(Raw records)
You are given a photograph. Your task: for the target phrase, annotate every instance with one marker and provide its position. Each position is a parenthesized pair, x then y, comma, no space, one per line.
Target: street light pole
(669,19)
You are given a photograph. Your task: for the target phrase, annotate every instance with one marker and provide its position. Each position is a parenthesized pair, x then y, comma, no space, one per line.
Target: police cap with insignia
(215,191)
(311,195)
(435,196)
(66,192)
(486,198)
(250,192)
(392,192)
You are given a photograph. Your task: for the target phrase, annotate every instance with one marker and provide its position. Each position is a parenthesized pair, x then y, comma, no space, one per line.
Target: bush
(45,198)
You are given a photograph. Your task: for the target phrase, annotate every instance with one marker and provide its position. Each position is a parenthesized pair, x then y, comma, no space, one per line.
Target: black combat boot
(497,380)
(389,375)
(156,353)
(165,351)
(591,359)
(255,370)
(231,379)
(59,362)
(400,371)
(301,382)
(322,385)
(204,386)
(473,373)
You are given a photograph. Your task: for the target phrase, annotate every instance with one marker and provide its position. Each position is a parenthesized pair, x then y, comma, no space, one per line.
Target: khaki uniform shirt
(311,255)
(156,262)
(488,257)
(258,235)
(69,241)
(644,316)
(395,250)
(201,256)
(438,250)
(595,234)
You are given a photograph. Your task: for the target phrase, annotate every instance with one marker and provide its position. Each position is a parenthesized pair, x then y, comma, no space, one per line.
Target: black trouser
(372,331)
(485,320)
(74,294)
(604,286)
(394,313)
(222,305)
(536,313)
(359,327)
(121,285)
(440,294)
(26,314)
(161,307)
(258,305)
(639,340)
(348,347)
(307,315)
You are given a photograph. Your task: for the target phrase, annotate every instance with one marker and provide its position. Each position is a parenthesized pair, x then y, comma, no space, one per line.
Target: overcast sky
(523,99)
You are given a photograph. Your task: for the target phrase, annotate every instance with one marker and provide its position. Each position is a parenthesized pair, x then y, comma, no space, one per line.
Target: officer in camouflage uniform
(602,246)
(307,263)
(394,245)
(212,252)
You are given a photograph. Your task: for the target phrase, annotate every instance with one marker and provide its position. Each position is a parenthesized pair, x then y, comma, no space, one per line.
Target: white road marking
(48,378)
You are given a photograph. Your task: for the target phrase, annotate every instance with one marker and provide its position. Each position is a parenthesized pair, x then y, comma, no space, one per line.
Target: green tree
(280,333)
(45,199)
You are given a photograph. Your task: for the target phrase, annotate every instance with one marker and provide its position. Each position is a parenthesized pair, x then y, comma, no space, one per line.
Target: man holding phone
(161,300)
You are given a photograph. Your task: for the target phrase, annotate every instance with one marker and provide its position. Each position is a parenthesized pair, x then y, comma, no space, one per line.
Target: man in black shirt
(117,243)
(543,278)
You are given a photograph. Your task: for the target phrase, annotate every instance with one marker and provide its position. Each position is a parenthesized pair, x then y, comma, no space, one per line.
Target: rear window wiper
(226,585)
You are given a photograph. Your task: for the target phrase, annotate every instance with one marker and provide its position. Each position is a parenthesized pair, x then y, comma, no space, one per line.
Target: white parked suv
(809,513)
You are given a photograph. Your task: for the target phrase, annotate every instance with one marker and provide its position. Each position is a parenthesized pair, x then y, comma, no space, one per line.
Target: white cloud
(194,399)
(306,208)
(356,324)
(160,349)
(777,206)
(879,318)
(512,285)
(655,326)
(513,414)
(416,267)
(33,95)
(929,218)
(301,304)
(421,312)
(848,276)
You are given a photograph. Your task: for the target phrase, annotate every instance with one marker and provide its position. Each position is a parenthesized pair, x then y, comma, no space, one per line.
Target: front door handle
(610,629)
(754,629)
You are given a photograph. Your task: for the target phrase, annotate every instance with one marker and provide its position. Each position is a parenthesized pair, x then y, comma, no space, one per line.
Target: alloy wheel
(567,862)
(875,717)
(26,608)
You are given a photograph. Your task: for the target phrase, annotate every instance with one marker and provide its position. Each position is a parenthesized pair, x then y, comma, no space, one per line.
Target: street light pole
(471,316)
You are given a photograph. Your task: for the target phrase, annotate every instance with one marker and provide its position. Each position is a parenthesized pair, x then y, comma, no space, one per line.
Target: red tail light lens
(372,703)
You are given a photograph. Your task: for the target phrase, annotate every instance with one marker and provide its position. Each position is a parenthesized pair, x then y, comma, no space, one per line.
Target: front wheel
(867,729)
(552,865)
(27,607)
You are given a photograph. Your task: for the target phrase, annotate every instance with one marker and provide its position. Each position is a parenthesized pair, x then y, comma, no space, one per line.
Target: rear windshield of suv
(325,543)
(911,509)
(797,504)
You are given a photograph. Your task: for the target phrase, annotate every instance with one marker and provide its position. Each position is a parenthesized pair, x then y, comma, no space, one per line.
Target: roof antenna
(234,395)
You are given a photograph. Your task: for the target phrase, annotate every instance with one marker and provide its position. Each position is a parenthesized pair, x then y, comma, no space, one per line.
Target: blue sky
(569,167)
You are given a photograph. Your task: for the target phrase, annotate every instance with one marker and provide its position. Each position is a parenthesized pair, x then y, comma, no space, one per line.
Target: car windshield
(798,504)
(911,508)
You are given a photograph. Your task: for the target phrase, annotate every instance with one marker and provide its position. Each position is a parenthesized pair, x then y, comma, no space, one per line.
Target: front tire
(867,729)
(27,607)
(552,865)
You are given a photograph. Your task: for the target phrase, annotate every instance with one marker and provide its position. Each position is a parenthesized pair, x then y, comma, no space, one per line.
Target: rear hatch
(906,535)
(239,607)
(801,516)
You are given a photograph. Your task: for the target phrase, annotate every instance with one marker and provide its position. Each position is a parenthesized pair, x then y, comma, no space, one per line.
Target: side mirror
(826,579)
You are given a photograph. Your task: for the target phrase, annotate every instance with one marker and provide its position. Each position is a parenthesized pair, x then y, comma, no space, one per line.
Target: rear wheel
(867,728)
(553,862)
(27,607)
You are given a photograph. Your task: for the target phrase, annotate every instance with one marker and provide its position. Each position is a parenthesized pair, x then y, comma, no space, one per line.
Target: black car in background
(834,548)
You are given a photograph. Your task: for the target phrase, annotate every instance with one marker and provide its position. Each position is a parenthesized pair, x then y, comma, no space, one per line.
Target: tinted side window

» **Problem requirements**: Extract all of the data exactly as written.

» **Result of the task**:
You are given a photograph. Your task: for the target phrase, annotate every instance with one marker and provide its position. Each position is a parenthesized pair, x then y, comma, no space, one per line.
Target: street light pole
(669,19)
You are given a photograph. Your task: for the target phrase, annotate every instance with one marker and provide its position. Each position is a parenthesized pair, x then y, comma, no space, one per line.
Target: police cap with insignia
(215,191)
(311,195)
(435,196)
(66,192)
(486,198)
(250,192)
(392,192)
You are given a photograph. Your task: for the target phrase, annotate every instance with one marker and provide its position. Each position is a parenthesized pair, x then y, comma, no space, one per line.
Target: bush
(45,198)
You are given a photograph. Your task: for the target phrase, annotate every instance with one marker and provide its position. Each position is a parenthesized pair, x then y, comma, no space, one per line.
Target: black combat boot
(497,380)
(389,375)
(156,353)
(165,351)
(591,359)
(255,370)
(231,379)
(59,362)
(400,371)
(301,382)
(322,385)
(204,386)
(473,373)
You are given a photograph. Your task: for the target phrase, annotate every instance with one marker and provide its position. Each position is a parenthesized pair, x then y, comma, no space, one per line.
Target: khaki uniform shirt
(311,255)
(156,262)
(488,257)
(258,235)
(69,241)
(644,316)
(395,250)
(201,256)
(438,250)
(595,234)
You are given a photograph. Your task: for the target phrase, annotate every instance with one marker and provide its position. Each position is a parenthesized pair, x then y, comma, no space, one per line.
Target: black trouser
(372,331)
(485,320)
(74,294)
(604,286)
(394,313)
(222,305)
(536,313)
(359,327)
(121,285)
(440,294)
(26,314)
(161,307)
(258,305)
(639,340)
(348,347)
(307,315)
You are given a photograph. Your task: for the target phrase, annotate every instance with one marker and provide its position. Each position is a parenthesized pair, x then y, comma, no space, one per line.
Target: overcast sky
(523,99)
You are given a photograph. Your task: for the target phrase, annotate every instance with one marker and provide its position. Each position is a parenthesized pair, x then y, comma, no space, one per line.
Target: officer in camouflage uniform
(602,246)
(307,263)
(394,245)
(212,252)
You are given a photograph. Your task: for the target phrase, annotate every instance with one marker and provide its position. Each position is a parenthesized pair, x then y, comma, no space, one per line.
Target: white road marking
(48,378)
You are given a photograph. Your task: for the target phrase, annotate every instance with one marker and provide its position. Each position is a parenthesized pair, x then y, comma, no space, one per line.
Target: green tree
(280,333)
(45,199)
You are given a photograph. Your task: for the target phrase, annotate every instance with one marker and provide its position. Each position is a parenthesized pair, x then y, comma, no space, one per line.
Target: man holding phone
(161,300)
You are given a photograph. Your task: for the target phrase, annotate every instance with one marker and provide its position. Each position is a parenthesized pair, x then y, comma, no space, one per line.
Target: man in black shirt
(117,243)
(543,278)
You are given a photograph. Your task: for the target phrase, annotate every instance with one marker and provide its position. Each position is a parenthesized pair, x then y, comma, no space, one per line.
Target: rear window wiper
(226,585)
You are given a photograph. Your task: for the target phrase, annotate every instance with one marker and provide its position. Each position is a parenthesized pair, x then y, comma, no space, one per line.
Target: white parked suv
(809,513)
You are given a photograph. Your task: for the target phrase, annotate every instance with one marker and provide its position. Each position is a parenthesized pair, x then y, comma, no space, one per line.
Target: white cloud
(194,399)
(306,208)
(356,324)
(160,349)
(777,206)
(879,318)
(512,285)
(655,326)
(513,414)
(416,267)
(33,95)
(929,218)
(301,304)
(421,312)
(848,276)
You are given a photograph. Your task: for the target phrase, annotate every instance with one marker and provide its position. Each position is a parenthesized pair, x then y, comma, no space, one per line.
Target: front door handle
(610,629)
(754,629)
You are given a photograph. Your task: for the target phrase, annotate every instance with one marker and provide its position. Each position is a parenthesized pair, x then y, comma, no space, one per line.
Target: alloy wheel
(567,862)
(875,717)
(26,608)
You are given a photograph. Your task: for the target phrase, annotate every instance with one marker and provide its position. Each position is a parenthesized pair, x then y, comma, no space, one per line.
Target: street light pole
(471,316)
You are given a photograph. Your task: for the target phrase, annotate every instance with one marker and provide its position. Each position is a parenthesized pair, x then y, comma, no space, one per line.
Target: red tail light lens
(372,703)
You are given a photograph. Your task: for the target phrase, annotate every instance with one marker and provide its position. Each position is a parenthesized pair, x then y, comma, no space, one per line.
Target: front wheel
(867,729)
(552,865)
(27,607)
You are given a photograph. Your task: for the target phrase, annotate every instance with one marker and provide its position. Each position is a parenthesized pair, x then y, comma, no space, one per line.
Target: rear windshield of suv
(325,543)
(911,509)
(797,504)
You are given a photograph. Your task: for the target phrase, annotate every instance with one marker and provide its position. Each position is a parenthesized pair, x then y, comma, no space, one per line.
Target: roof antenna
(234,395)
You are given a photograph. Your task: for the target phrase, annotate every instance with one marker and provide its position. Each position is a parenthesized pair, x then y, comma, no space, one per line.
Target: blue sky
(569,167)
You are given a photograph. Your task: for the target phrase, annotate every instance with one marker and provide its position. Each position is a parenthesized pair, x then y, comma, no space, one per line.
Target: car windshield
(798,504)
(911,508)
You are given a photograph. Your task: for the target phrase, annotate every instance with one marker and provide its position. Each position is a parenthesized pair, x then y, comma, no space, one per line.
Target: front tire
(867,729)
(27,607)
(552,865)
You are given a photograph. Your task: for the target phrase, annotate every instance with one marker and provide its position. Each position is a parenthesized pair, x then y, comma, no space, one per line.
Target: rear hatch
(906,535)
(239,607)
(801,516)
You are given a photograph. Your task: for the target phrase, annotate every instance with one marker and provide its position. Each position is a parenthesized pair, x then y, comma, no space, one per line.
Target: side mirror
(826,579)
You are given a photograph. Your task: for the target phrase, annotate every instance with one marker and provide its position. Each position is a parenthesized pair, x then y, comma, no space, one per line.
Target: rear wheel
(867,728)
(553,862)
(27,607)
You are given a photograph. Your task: for the target phrase, annotate every instance with one marker and provide its position. Each position is a parenthesized pair, x then y, comma, no space, one per line.
Target: black car in background
(834,548)
You are given a photograph. Your task: for the target phrase, annotate every instance with one marker and provide its position. Each position is a parenthesized pair, x then y, comma, no space, one per line.
Target: tinted side window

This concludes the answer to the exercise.